» **ESERCIZI**:
a – Nel testo sul fondo per i profughi ucraini, dove lavorano ora mamma e figlia?
b – Ricopia dal testo sul fondo per i profughi ucraini il passo che parte da "Sale a 337mila" e arriva fino a "paio di mesi.".

» **ESTRATTO**:
==========
Sale a 337mila euro il fondo che aiuta i profughi ucraini a pensare al futuro
Mamma e figlia fuggite dalla guerra cercavano un’occupazione nel settore ricettivo. E il fondo «Brescia aiuta Ucraina» ha dato loro una mano: ora lavorano in un ristorante di Pisogne ed essendosi dovute trasferire hanno l’affitto pagato per un paio di mesi.
Il tesoretto da ben 337mila euro raccolto su iniziativa della Fondazione Comunità Bresciana cerca, infatti, di «fare la differenza aiutando i profughi a costruirsi un futuro - fa notare la direttrice Orietta Filippini -. Allo scoppio della guerra sono seguite immediatamente tante azioni, a cura di associazioni del territorio, utili a offrire una risposta alle esigenze primarie delle persone scappate dall’Ucraina».
==========
» **DATI FORNITI**:
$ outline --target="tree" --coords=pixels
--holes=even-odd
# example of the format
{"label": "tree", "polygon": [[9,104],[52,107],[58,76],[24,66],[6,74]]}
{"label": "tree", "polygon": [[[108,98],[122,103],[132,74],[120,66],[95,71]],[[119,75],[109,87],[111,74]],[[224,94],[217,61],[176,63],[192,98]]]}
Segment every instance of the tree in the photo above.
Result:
==========
» **SOLUZIONI**:
a – In un ristorante di Pisogne.

b –
Sale a 337mila euro il fondo che aiuta i profughi ucraini a pensare al futuro
Mamma e figlia fuggite dalla guerra cercavano un’occupazione nel settore ricettivo. E il fondo «Brescia aiuta Ucraina» ha dato loro una mano: ora lavorano in un ristorante di Pisogne ed essendosi dovute trasferire hanno l’affitto pagato per un paio di mesi.